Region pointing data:
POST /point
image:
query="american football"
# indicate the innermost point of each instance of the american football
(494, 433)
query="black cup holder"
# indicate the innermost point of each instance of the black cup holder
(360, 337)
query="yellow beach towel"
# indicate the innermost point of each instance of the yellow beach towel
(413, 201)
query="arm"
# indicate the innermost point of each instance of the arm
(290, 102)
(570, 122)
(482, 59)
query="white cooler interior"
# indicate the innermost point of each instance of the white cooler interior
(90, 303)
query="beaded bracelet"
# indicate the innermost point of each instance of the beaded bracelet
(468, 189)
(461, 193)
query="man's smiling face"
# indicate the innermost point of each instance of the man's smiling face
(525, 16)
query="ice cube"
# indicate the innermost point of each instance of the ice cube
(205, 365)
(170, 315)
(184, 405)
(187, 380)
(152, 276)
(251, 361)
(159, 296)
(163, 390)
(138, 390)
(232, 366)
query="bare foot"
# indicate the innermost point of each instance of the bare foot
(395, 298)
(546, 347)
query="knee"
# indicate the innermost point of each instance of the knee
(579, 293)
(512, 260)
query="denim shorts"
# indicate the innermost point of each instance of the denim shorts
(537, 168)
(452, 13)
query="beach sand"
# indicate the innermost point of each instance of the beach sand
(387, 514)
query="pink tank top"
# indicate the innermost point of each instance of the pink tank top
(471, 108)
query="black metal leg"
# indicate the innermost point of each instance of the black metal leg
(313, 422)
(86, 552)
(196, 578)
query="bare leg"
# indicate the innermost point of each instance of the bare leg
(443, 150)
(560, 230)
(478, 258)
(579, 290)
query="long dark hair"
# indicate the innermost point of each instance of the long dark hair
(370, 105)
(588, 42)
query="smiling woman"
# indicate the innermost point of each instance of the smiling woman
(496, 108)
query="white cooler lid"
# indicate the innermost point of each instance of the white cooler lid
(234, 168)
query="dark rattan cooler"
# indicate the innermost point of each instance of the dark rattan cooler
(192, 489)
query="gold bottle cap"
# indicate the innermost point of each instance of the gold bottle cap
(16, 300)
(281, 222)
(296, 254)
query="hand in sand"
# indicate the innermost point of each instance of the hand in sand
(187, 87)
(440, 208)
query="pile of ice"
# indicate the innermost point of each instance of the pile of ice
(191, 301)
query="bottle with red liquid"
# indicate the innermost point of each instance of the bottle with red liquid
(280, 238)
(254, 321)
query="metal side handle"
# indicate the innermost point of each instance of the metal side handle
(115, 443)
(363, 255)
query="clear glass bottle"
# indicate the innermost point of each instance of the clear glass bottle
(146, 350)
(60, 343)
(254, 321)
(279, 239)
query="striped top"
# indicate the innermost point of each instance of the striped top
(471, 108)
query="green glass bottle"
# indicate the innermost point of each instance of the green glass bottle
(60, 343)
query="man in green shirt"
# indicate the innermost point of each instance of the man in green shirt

Task brief: Every line above that contains the word "shirt" should be reported.

Output of the task:
query="man in green shirt"
# indicate the innermost point of each instance of the man in green shirt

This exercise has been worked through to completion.